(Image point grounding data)
╭──
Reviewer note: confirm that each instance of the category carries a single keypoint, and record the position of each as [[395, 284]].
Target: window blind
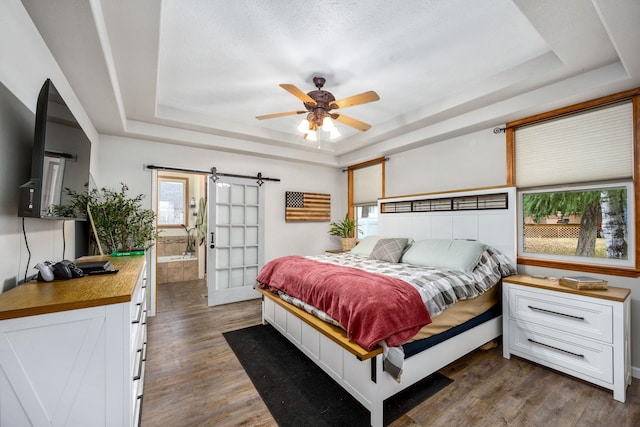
[[585, 147], [367, 185]]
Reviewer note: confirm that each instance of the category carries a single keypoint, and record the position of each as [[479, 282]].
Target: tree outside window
[[590, 223]]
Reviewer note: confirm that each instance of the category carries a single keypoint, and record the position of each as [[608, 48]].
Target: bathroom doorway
[[181, 222]]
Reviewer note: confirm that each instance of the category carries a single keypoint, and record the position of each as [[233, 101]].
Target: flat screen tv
[[59, 162]]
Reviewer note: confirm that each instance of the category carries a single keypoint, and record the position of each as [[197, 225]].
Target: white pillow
[[460, 255]]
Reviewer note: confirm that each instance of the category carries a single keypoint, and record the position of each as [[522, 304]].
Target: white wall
[[470, 161]]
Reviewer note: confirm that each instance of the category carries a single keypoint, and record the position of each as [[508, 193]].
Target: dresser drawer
[[579, 357], [566, 313]]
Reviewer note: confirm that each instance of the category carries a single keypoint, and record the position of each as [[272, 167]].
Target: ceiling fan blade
[[350, 121], [292, 89], [361, 98], [272, 116]]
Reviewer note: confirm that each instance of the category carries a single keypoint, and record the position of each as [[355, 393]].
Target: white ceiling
[[197, 72]]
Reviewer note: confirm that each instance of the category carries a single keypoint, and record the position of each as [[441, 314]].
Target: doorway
[[180, 249]]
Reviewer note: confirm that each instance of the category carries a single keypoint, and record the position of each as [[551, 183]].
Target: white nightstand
[[579, 332]]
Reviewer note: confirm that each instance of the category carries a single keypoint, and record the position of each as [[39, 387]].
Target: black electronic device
[[60, 159], [61, 271], [94, 267], [73, 269]]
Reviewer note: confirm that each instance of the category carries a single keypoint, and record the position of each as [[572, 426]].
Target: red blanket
[[371, 307]]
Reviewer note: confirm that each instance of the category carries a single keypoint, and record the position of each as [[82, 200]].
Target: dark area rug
[[298, 393]]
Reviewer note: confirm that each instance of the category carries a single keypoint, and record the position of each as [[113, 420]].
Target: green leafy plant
[[120, 222], [343, 228]]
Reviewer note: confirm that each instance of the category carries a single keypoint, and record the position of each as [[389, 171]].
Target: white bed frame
[[360, 372]]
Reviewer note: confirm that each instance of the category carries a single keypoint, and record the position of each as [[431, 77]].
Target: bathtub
[[172, 258], [177, 268]]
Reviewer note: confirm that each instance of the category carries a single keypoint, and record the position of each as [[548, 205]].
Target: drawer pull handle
[[555, 312], [138, 412], [138, 314], [556, 348], [139, 358]]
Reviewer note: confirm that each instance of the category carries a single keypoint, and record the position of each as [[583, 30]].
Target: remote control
[[46, 272]]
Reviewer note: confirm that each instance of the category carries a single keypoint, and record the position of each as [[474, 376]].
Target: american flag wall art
[[301, 206]]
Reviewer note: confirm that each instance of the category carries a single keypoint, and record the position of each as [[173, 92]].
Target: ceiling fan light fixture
[[304, 126], [311, 135], [327, 124]]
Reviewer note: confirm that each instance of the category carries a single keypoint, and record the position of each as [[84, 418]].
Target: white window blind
[[367, 184], [592, 146]]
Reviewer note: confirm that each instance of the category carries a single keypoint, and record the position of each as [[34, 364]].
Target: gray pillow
[[365, 246], [389, 250]]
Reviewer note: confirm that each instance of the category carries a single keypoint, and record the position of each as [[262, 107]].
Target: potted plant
[[345, 229], [119, 223]]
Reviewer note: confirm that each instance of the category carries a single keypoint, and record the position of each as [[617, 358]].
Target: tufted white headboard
[[487, 215]]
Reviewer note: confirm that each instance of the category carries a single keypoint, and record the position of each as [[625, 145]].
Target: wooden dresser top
[[611, 293], [34, 297]]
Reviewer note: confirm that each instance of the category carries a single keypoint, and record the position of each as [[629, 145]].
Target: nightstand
[[583, 333]]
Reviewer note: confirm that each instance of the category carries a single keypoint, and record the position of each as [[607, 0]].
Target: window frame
[[185, 183], [350, 182], [607, 262], [634, 96]]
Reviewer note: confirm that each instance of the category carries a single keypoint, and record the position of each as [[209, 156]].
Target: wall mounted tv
[[60, 160]]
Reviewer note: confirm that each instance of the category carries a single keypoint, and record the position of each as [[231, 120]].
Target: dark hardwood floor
[[192, 378]]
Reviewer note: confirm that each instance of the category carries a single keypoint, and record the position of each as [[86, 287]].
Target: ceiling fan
[[319, 106]]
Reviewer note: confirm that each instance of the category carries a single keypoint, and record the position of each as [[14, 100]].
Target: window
[[574, 171], [172, 201], [585, 224], [366, 186]]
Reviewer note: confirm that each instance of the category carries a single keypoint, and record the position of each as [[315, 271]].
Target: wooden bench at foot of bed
[[358, 371], [334, 333]]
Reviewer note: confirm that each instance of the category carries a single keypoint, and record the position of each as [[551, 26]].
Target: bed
[[362, 369]]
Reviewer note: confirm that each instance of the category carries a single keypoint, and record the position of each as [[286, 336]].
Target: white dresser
[[581, 333], [72, 352]]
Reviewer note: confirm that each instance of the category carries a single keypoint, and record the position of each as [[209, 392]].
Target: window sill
[[587, 268]]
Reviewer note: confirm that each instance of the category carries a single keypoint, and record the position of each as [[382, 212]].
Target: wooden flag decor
[[307, 206]]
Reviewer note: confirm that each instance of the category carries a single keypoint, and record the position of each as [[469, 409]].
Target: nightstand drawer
[[579, 357], [569, 314]]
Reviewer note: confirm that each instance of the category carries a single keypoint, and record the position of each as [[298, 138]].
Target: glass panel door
[[235, 251]]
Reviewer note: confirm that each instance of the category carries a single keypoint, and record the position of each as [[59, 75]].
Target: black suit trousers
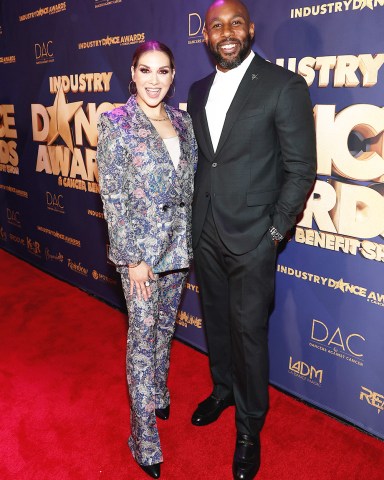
[[236, 294]]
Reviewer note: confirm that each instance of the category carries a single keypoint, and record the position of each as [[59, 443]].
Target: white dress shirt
[[222, 91]]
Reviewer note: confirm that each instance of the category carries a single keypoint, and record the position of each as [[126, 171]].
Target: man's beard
[[233, 62]]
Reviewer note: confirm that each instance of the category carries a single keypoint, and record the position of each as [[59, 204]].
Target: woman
[[146, 158]]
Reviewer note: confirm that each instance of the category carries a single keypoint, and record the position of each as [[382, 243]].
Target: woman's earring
[[132, 83], [174, 91]]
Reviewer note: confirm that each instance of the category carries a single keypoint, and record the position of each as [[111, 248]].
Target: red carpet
[[64, 408]]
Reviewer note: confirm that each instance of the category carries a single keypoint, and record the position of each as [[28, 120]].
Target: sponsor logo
[[9, 159], [184, 319], [338, 243], [194, 288], [60, 236], [306, 372], [119, 40], [340, 285], [16, 239], [107, 247], [55, 202], [336, 342], [44, 52], [106, 3], [63, 128], [52, 10], [3, 234], [13, 217], [335, 7], [57, 257], [33, 247], [195, 28], [8, 59], [16, 191], [374, 399], [77, 267], [103, 278]]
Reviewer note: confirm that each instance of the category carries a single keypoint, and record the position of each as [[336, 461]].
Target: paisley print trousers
[[151, 325]]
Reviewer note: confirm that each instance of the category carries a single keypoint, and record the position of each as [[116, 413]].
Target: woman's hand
[[139, 279]]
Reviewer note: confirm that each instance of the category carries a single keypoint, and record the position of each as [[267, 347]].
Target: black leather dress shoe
[[162, 413], [210, 409], [246, 461], [151, 470]]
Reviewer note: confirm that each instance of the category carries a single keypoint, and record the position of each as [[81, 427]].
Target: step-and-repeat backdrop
[[62, 63]]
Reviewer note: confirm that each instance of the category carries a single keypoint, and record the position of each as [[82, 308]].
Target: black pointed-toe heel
[[162, 413]]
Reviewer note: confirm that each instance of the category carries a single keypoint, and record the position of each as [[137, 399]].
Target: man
[[254, 126]]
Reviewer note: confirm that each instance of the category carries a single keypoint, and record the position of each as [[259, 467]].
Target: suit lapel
[[248, 82]]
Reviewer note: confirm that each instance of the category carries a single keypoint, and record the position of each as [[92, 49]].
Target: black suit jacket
[[265, 162]]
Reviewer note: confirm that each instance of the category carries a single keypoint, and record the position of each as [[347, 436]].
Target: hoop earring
[[130, 87], [174, 91]]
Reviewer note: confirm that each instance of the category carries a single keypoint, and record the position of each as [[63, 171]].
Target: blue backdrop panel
[[62, 63]]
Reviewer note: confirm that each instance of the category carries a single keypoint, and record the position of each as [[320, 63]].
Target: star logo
[[61, 113]]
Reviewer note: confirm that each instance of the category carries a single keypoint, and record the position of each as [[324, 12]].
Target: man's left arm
[[295, 128]]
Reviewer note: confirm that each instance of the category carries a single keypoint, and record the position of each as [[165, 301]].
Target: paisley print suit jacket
[[147, 202]]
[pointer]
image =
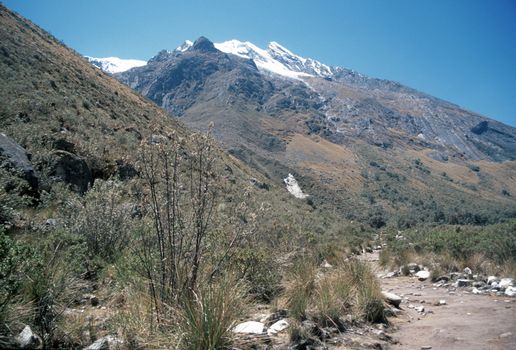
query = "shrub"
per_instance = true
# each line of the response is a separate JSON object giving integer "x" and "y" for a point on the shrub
{"x": 102, "y": 218}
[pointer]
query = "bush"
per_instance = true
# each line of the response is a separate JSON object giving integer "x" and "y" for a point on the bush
{"x": 103, "y": 219}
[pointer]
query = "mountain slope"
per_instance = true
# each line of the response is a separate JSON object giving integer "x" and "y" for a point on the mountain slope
{"x": 361, "y": 144}
{"x": 64, "y": 111}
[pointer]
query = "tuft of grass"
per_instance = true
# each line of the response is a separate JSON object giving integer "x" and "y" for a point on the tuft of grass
{"x": 332, "y": 297}
{"x": 301, "y": 287}
{"x": 368, "y": 303}
{"x": 208, "y": 316}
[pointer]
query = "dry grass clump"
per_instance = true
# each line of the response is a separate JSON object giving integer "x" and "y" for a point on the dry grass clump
{"x": 207, "y": 318}
{"x": 301, "y": 287}
{"x": 349, "y": 288}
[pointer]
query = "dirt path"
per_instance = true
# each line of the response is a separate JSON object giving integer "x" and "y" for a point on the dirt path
{"x": 467, "y": 321}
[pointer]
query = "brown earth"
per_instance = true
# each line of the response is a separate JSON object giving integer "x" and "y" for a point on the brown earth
{"x": 467, "y": 321}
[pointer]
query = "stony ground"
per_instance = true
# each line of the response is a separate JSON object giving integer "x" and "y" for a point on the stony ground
{"x": 466, "y": 321}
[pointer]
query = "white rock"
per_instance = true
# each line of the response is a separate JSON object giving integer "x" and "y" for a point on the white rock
{"x": 423, "y": 275}
{"x": 250, "y": 327}
{"x": 392, "y": 298}
{"x": 506, "y": 282}
{"x": 104, "y": 343}
{"x": 28, "y": 339}
{"x": 510, "y": 291}
{"x": 325, "y": 264}
{"x": 492, "y": 279}
{"x": 277, "y": 327}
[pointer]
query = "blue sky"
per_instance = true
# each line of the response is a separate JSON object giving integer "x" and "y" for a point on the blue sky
{"x": 463, "y": 51}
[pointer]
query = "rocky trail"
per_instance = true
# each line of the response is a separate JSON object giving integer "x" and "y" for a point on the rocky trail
{"x": 434, "y": 316}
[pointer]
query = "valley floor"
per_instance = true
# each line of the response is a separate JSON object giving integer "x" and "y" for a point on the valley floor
{"x": 466, "y": 321}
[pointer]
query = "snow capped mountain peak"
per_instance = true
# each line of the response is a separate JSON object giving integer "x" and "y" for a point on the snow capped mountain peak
{"x": 276, "y": 59}
{"x": 262, "y": 58}
{"x": 277, "y": 50}
{"x": 184, "y": 46}
{"x": 114, "y": 64}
╰──
- [TRY IT] Starting at the line that contains "the snow capped mountain peak", write out every line to the end of the entries, exactly as given.

- [PROBLEM SOLUTION]
# each line of the response is a separate JSON object giving integer "x" and "y" for a point on the snow capped mountain peak
{"x": 276, "y": 59}
{"x": 262, "y": 58}
{"x": 277, "y": 50}
{"x": 184, "y": 46}
{"x": 114, "y": 64}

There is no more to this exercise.